Goal a: Please copy the stretch of the film festival announcement from "Starting with a" through "the Bronx, NYC.", substituting "displacement" for "gentrification".

Begin Extract provided

Summer Solstice Film Festival: Postcapitalist Futures, Utopian Structures will be held June 16 from 4pm until 11pm and will feature a utopia workshop led by Jaime Iglehart at 5pm, as well as three documentary films about post capitalist communities at night.
What would it be like if we could design our neighborhood from scratch? What spaces, services and business might we wish to bring to our community? Where would our energy come from? How would businesses be run? What ways could a neighborhood create businesses that work within a zero-waste ecological framework? Would we have free services? In this workshop, we will design Downtown Kingsbury as we would each like to see it, with everything we might wish to see develop in the community!
Starting with a presentation looking at decentralized business models and green energy/design, working in teams, we will let our imaginations run wild to map a town on our terms and brainstorm about what it would take to make some of these ideas a reality! This workshop is based on the Design Your Own Utopia workshop which took place at the Utopia School in 2016, as well as an exercise conducted by the group Take Back The Bronx, who are fighting against gentrification in the Bronx, NYC.
Calafou, by Jaime Iglehart (08:00:00)

End Extract provided
Begin Data excerpts

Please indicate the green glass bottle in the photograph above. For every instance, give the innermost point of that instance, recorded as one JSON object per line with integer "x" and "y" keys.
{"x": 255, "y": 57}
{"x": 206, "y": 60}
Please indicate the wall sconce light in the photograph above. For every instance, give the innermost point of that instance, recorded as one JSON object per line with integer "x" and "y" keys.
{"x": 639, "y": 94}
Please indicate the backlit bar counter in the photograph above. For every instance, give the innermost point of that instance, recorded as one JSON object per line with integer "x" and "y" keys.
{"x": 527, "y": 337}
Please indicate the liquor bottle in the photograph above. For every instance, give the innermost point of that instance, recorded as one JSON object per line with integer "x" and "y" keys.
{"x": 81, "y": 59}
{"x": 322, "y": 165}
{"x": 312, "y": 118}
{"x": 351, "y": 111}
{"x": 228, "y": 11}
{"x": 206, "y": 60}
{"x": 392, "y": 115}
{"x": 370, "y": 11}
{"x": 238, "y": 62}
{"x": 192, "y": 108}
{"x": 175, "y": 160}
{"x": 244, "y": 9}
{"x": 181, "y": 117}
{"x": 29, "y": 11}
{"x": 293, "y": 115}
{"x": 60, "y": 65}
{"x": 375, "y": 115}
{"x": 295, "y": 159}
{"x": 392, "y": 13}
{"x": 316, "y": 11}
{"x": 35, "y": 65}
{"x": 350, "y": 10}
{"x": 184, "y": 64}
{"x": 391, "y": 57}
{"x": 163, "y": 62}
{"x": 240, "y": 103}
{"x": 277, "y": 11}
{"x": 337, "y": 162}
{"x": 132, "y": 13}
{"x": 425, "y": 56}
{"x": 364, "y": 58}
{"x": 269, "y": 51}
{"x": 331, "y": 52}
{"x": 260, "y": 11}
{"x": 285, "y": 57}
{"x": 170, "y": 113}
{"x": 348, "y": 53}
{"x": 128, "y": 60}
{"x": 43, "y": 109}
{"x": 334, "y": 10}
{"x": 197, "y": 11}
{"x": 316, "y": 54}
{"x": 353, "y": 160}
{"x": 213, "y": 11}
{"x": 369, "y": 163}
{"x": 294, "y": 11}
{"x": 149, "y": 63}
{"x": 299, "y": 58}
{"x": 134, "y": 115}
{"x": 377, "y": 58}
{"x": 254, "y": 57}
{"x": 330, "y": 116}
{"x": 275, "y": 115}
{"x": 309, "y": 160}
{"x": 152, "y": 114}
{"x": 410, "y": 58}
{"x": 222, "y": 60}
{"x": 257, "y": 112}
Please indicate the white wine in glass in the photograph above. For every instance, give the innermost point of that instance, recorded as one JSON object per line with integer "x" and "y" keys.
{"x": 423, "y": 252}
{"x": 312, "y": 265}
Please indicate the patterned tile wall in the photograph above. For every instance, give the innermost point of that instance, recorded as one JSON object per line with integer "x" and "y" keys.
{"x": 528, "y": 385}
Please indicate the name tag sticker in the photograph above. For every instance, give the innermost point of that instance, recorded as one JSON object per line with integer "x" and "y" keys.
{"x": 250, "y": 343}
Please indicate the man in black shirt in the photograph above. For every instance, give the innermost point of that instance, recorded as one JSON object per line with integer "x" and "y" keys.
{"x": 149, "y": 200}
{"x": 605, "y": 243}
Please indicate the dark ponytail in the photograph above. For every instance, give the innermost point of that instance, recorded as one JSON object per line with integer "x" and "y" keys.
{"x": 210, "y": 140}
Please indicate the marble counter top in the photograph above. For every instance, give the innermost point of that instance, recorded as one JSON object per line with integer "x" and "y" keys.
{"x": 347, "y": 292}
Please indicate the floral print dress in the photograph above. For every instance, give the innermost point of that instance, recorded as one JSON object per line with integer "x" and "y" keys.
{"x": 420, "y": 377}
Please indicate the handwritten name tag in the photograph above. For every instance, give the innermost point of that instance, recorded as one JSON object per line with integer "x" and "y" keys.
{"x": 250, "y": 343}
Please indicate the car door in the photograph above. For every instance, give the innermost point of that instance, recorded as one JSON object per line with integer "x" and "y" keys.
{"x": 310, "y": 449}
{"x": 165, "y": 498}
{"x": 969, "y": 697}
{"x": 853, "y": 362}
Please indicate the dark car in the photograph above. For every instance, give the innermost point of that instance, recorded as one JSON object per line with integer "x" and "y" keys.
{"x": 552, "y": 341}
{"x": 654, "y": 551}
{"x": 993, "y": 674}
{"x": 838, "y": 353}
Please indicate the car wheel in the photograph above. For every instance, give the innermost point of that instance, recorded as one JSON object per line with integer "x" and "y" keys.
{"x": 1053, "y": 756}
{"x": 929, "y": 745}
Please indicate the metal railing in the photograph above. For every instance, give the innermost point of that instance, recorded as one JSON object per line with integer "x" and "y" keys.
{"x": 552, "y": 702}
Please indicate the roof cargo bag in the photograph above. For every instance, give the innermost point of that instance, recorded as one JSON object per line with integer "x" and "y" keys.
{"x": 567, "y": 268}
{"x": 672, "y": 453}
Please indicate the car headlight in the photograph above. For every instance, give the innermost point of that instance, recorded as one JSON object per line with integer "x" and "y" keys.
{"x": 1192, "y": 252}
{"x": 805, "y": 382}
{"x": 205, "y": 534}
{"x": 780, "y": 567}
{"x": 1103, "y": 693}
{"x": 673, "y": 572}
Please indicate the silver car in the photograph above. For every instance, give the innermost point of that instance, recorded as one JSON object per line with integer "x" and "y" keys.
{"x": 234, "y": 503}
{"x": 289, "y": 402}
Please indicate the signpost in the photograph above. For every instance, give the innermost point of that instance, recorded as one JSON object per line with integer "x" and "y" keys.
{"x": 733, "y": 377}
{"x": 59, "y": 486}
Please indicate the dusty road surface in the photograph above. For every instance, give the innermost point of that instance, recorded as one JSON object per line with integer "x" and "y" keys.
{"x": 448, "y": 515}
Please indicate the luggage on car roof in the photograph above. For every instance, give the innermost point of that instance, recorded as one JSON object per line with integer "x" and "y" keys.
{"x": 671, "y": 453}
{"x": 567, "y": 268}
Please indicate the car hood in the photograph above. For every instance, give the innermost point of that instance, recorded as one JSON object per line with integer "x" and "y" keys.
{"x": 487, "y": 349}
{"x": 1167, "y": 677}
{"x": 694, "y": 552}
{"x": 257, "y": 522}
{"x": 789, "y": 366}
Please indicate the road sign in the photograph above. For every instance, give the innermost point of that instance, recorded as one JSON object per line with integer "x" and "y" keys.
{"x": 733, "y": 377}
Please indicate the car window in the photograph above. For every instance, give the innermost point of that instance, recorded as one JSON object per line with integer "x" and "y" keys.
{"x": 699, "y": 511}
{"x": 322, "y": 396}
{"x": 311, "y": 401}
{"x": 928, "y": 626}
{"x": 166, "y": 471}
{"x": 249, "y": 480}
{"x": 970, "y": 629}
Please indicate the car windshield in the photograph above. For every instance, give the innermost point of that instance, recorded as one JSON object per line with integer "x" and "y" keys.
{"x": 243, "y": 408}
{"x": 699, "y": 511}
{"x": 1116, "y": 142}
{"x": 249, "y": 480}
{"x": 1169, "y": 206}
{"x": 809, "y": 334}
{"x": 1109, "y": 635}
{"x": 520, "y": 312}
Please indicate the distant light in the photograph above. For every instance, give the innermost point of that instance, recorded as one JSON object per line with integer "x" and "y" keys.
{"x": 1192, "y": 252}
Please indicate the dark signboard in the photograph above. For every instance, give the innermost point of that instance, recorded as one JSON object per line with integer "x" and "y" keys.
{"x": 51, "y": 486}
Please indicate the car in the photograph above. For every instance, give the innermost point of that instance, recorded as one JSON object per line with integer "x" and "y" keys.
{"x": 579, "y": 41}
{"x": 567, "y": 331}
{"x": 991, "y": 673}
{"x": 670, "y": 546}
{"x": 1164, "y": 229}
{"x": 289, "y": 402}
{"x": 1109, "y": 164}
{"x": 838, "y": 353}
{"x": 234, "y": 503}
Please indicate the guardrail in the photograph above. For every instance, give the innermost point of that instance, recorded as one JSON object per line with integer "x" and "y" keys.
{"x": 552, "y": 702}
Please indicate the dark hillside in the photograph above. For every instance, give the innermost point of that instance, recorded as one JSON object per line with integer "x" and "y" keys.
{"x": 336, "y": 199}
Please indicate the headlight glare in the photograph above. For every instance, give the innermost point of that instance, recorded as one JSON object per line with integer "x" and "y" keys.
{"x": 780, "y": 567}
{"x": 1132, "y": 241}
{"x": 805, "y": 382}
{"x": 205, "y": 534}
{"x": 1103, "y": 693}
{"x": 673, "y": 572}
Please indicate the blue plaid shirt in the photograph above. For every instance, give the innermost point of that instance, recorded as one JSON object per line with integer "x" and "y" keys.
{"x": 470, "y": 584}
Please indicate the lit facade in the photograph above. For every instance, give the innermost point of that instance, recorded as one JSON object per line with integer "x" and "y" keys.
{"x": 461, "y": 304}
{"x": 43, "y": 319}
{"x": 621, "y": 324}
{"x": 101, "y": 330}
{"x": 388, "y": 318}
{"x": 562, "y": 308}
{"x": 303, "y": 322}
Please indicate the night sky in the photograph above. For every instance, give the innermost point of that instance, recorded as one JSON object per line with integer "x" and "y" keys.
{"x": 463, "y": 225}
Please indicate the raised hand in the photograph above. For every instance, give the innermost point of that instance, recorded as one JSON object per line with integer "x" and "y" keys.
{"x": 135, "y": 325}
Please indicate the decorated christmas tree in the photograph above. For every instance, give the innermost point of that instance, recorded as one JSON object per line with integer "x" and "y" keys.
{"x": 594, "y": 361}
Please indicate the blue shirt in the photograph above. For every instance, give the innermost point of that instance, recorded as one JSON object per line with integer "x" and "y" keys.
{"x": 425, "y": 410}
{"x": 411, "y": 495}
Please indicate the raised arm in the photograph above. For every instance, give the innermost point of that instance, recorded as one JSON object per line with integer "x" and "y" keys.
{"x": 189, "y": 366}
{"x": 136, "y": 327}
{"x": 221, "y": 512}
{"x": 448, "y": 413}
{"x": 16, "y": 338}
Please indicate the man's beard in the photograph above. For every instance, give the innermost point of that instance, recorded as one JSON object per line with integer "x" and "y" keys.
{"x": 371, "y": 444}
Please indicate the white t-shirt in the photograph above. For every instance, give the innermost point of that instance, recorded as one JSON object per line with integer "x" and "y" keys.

End Data excerpts

Goal b: Extract each line of the records containing the string "white". Match case exactly.

Expected output a:
Starting with a presentation looking at decentralized business models and green energy/design, working in teams, we will let our imaginations run wild to map a town on our terms and brainstorm about what it would take to make some of these ideas a reality! This workshop is based on the Design Your Own Utopia workshop which took place at the Utopia School in 2016, as well as an exercise conducted by the group Take Back The Bronx, who are fighting against displacement in the Bronx, NYC.

Expected output b:
Please indicate the white wine in glass in the photograph above. For every instance, give the innermost point of that instance, recorded as one JSON object per line with integer "x" and "y" keys.
Please indicate the white t-shirt in the photograph above. For every instance, give the innermost point of that instance, recorded as one JSON object per line with integer "x" and "y" keys.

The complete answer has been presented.